- _What needs to be done_
From the first line through the one containing "task | one point per instance, each pair like [414, 248]", restate the listing word for word, and give no other lines.

· · ·

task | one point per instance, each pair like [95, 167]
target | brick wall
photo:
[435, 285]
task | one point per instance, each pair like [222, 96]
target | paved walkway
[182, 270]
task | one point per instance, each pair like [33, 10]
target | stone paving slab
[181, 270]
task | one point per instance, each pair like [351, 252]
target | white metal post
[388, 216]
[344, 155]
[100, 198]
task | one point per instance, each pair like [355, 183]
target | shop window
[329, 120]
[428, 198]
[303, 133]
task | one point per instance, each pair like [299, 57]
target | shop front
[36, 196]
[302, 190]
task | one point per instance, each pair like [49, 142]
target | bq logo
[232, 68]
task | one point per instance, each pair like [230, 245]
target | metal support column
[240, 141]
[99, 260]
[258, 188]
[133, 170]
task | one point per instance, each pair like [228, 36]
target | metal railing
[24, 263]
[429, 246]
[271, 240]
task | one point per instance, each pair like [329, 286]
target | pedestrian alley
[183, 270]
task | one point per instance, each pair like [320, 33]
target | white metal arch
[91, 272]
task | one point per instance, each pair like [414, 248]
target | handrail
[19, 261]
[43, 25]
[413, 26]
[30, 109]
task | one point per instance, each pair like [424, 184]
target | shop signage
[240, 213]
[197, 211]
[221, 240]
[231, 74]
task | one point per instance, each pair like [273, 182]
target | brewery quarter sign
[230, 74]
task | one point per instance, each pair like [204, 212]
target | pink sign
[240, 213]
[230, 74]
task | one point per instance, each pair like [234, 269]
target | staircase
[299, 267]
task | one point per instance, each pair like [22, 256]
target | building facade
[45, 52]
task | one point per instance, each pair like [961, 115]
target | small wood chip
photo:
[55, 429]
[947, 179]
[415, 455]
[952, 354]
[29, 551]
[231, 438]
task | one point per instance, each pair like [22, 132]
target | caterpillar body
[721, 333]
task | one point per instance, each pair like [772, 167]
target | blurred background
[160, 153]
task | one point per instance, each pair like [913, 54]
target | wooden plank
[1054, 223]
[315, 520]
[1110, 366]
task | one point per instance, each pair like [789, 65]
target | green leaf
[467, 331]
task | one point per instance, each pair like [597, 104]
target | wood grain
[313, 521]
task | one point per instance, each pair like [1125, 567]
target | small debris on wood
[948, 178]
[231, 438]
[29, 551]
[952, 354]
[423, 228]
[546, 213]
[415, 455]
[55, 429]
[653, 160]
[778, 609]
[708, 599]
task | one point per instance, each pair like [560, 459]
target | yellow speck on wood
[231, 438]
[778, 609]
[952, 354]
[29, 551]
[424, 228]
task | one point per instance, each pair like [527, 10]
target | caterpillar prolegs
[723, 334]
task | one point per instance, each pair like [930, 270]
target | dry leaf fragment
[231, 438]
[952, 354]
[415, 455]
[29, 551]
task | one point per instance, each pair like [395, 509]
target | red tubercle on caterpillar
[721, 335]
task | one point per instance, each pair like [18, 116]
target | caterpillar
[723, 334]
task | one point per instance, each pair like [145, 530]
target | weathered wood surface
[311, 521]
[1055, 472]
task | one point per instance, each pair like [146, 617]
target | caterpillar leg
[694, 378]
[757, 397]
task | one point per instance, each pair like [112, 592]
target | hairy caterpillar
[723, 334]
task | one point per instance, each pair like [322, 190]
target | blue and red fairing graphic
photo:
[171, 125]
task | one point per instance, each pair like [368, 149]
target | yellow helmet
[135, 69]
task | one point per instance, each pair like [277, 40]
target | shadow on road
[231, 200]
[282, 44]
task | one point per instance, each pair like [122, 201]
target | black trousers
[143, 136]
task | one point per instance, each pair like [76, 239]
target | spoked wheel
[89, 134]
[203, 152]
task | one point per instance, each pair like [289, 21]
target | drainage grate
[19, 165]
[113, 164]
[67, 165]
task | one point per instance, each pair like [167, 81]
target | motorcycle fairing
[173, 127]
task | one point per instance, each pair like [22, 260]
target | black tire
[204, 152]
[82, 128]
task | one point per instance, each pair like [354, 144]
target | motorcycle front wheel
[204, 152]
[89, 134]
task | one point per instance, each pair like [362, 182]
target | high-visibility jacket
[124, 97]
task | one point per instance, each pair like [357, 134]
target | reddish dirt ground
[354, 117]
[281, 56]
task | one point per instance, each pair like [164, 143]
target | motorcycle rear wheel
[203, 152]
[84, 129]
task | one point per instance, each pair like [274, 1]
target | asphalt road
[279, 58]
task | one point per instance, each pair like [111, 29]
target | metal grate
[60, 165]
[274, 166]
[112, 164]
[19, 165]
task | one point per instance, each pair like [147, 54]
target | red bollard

· · ·

- _Written answer_
task | one point per instance, each pair like [95, 167]
target | brick wall
photo:
[435, 285]
task | one point per instance, each pair like [222, 96]
target | paved walkway
[182, 270]
task | one point per instance, each pair like [33, 10]
target | stone paving slab
[181, 270]
task | one point per instance, each pair like [351, 252]
target | white metal post
[388, 216]
[344, 155]
[100, 198]
task | one point per instance, each pair like [355, 183]
target | shop window
[329, 120]
[428, 198]
[303, 133]
task | one point per instance, each pair like [299, 57]
target | shop front
[36, 196]
[302, 190]
task | one point per instance, each pair like [49, 142]
target | bq logo
[232, 68]
task | one point per instance, each pair like [230, 245]
target | metal support column
[240, 141]
[99, 260]
[258, 188]
[133, 170]
task | one point per instance, each pair like [228, 36]
target | metal railing
[24, 263]
[429, 246]
[271, 240]
task | one point per instance, each pair like [329, 286]
target | pedestrian alley
[183, 270]
task | one point per instance, each pair like [320, 33]
target | white metal arch
[91, 272]
task | one point per instance, each pair like [414, 248]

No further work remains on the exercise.